→ **WHAT IS NEEDED**:
Render the lines below as a Markdown table with columns Row and Line, one line per row numbered in order, omitting any blank lines.
-- start of PROVIDED ENTRIES --
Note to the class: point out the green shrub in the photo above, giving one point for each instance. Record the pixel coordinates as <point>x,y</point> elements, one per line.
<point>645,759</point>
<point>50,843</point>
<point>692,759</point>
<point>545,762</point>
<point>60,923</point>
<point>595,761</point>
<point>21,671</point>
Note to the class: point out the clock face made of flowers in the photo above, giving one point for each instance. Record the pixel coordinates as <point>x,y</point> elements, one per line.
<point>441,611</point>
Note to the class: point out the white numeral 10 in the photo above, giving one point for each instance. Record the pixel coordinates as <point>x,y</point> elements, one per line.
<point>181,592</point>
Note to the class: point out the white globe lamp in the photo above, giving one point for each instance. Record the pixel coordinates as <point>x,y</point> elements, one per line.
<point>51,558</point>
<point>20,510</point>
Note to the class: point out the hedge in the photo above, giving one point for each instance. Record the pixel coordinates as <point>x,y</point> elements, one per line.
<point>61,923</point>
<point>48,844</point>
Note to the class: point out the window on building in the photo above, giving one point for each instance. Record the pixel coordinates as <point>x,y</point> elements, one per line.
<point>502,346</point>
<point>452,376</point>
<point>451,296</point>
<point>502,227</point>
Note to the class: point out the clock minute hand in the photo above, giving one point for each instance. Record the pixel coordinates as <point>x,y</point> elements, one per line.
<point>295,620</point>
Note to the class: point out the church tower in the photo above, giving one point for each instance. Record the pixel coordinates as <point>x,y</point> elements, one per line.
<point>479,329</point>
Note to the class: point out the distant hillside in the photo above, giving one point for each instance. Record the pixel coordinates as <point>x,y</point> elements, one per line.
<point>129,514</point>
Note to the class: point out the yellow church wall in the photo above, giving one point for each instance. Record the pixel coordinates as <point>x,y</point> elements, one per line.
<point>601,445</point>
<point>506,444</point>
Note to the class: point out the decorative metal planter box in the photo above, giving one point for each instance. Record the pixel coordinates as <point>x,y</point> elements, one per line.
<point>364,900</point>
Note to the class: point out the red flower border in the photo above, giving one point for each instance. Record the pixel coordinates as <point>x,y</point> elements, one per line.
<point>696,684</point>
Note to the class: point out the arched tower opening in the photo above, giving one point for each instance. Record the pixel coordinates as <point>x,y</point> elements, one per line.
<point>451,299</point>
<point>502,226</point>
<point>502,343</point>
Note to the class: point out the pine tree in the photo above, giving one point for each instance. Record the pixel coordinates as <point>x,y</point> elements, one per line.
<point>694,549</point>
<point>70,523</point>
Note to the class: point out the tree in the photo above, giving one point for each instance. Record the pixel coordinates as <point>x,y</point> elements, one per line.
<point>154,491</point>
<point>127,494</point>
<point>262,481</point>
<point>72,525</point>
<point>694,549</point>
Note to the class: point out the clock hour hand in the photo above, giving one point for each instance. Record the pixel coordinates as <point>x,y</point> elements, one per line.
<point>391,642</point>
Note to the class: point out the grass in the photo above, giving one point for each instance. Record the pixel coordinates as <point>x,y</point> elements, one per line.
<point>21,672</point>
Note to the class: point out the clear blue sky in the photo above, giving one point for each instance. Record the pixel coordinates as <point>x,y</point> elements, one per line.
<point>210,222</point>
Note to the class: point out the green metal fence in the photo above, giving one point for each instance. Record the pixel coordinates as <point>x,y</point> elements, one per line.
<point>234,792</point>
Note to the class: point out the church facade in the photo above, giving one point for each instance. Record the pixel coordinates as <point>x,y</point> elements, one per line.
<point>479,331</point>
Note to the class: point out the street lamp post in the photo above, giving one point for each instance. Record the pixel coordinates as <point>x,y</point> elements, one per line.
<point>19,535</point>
-- end of PROVIDED ENTRIES --
→ **SOLVED PROBLEM**:
| Row | Line |
|---|---|
| 1 | Note to the class: point out the green shrub in the photo above, giving one point for each instance. Record the pixel coordinates as <point>x,y</point> elements, one per line. |
| 2 | <point>645,759</point> |
| 3 | <point>50,843</point> |
| 4 | <point>692,759</point> |
| 5 | <point>545,762</point> |
| 6 | <point>60,923</point> |
| 7 | <point>595,761</point> |
| 8 | <point>21,671</point> |
| 9 | Note to the class: point out the clock face made of flowers in the photo above, giving one point for each instance. Record the pixel coordinates as <point>x,y</point> elements, one per line. |
| 10 | <point>441,611</point> |
| 11 | Note to the class: point out the white numeral 10 in the photo above, giving one point for each instance. Record the pixel coordinates as <point>x,y</point> elements, one per line. |
| 12 | <point>181,592</point> |
| 13 | Note to the class: point out the white globe lamp in the photo above, giving one point for each instance. Record the pixel coordinates as <point>x,y</point> elements, one per line. |
| 14 | <point>51,558</point> |
| 15 | <point>20,510</point> |
| 16 | Note to the class: point out the hedge in the photo above, giving one point for each instance. Record the pixel coordinates as <point>x,y</point> elements, one per line. |
| 17 | <point>61,923</point> |
| 18 | <point>48,844</point> |
| 19 | Note to the class: point out the window on building in the photo above, giving one point for each instance. Record the pixel coordinates as <point>x,y</point> elements, one per line. |
| 20 | <point>502,346</point> |
| 21 | <point>452,376</point> |
| 22 | <point>451,296</point> |
| 23 | <point>502,227</point> |
| 24 | Note to the class: point out the clock minute hand in the photo above, giving one point for each instance. Record the pixel coordinates as <point>x,y</point> elements, one per line. |
| 25 | <point>295,620</point> |
| 26 | Note to the class: point out the church tower in the photo above, giving one point for each instance. Record the pixel coordinates as <point>x,y</point> elements, one per line. |
| 27 | <point>479,329</point> |
| 28 | Note to the class: point out the distant hillside in the photo above, giving one point for each instance. Record the pixel coordinates as <point>x,y</point> elements, one per line. |
| 29 | <point>129,514</point> |
| 30 | Note to the class: point out the yellow church wall in the photo above, giving one point for each instance. Record the pixel coordinates as <point>x,y</point> elements, one per line. |
| 31 | <point>601,445</point> |
| 32 | <point>506,444</point> |
| 33 | Note to the class: point out the decorative metal planter box in the photo above, giving one point for each instance. Record the pixel coordinates as <point>x,y</point> elements, one per line. |
| 34 | <point>364,900</point> |
| 35 | Note to the class: point out the red flower border in the photo above, giving one point for each instance. Record the pixel coordinates as <point>x,y</point> elements, one per line. |
| 36 | <point>696,684</point> |
| 37 | Note to the class: point out the arched tower opening in the photo above, giving one point for each instance. Record the pixel coordinates as <point>x,y</point> elements, one per line. |
| 38 | <point>451,299</point> |
| 39 | <point>502,226</point> |
| 40 | <point>502,343</point> |
| 41 | Note to the class: point out the pine tree in the photo above, giving one point for each instance. Record the pixel coordinates as <point>x,y</point> elements, one per line. |
| 42 | <point>694,549</point> |
| 43 | <point>70,523</point> |
| 44 | Note to the class: point out the tree in the photo above, giving one point for each instance. Record the pixel coordinates as <point>x,y</point> elements, one per line. |
| 45 | <point>154,491</point> |
| 46 | <point>127,494</point> |
| 47 | <point>262,481</point> |
| 48 | <point>72,525</point> |
| 49 | <point>694,549</point> |
| 50 | Note to the class: point out the clock hour hand in the photo above, giving one point for each instance. Record the pixel coordinates as <point>x,y</point> elements, one per line. |
| 51 | <point>391,642</point> |
| 52 | Note to the class: point out the grass in the photo above, giving one point for each instance. Record the pixel coordinates as <point>x,y</point> elements, one per line. |
| 53 | <point>21,672</point> |
| 54 | Note to the class: point out the clear blue sky in the photo above, giving one point for each instance. Record the pixel coordinates as <point>x,y</point> elements, one per line. |
| 55 | <point>210,222</point> |
| 56 | Note to the class: point out the green metal fence in the photo above, giving one point for each instance. Record the pixel coordinates as <point>x,y</point> elements, one per line. |
| 57 | <point>234,792</point> |
| 58 | Note to the class: point out the church facade in the photo above, giving one point for each instance. Record the pixel coordinates as <point>x,y</point> elements, one per line. |
| 59 | <point>479,331</point> |
| 60 | Note to the class: point out the street lamp post in the photo above, giving one point for each instance. Record the pixel coordinates as <point>x,y</point> elements, one per line. |
| 61 | <point>19,535</point> |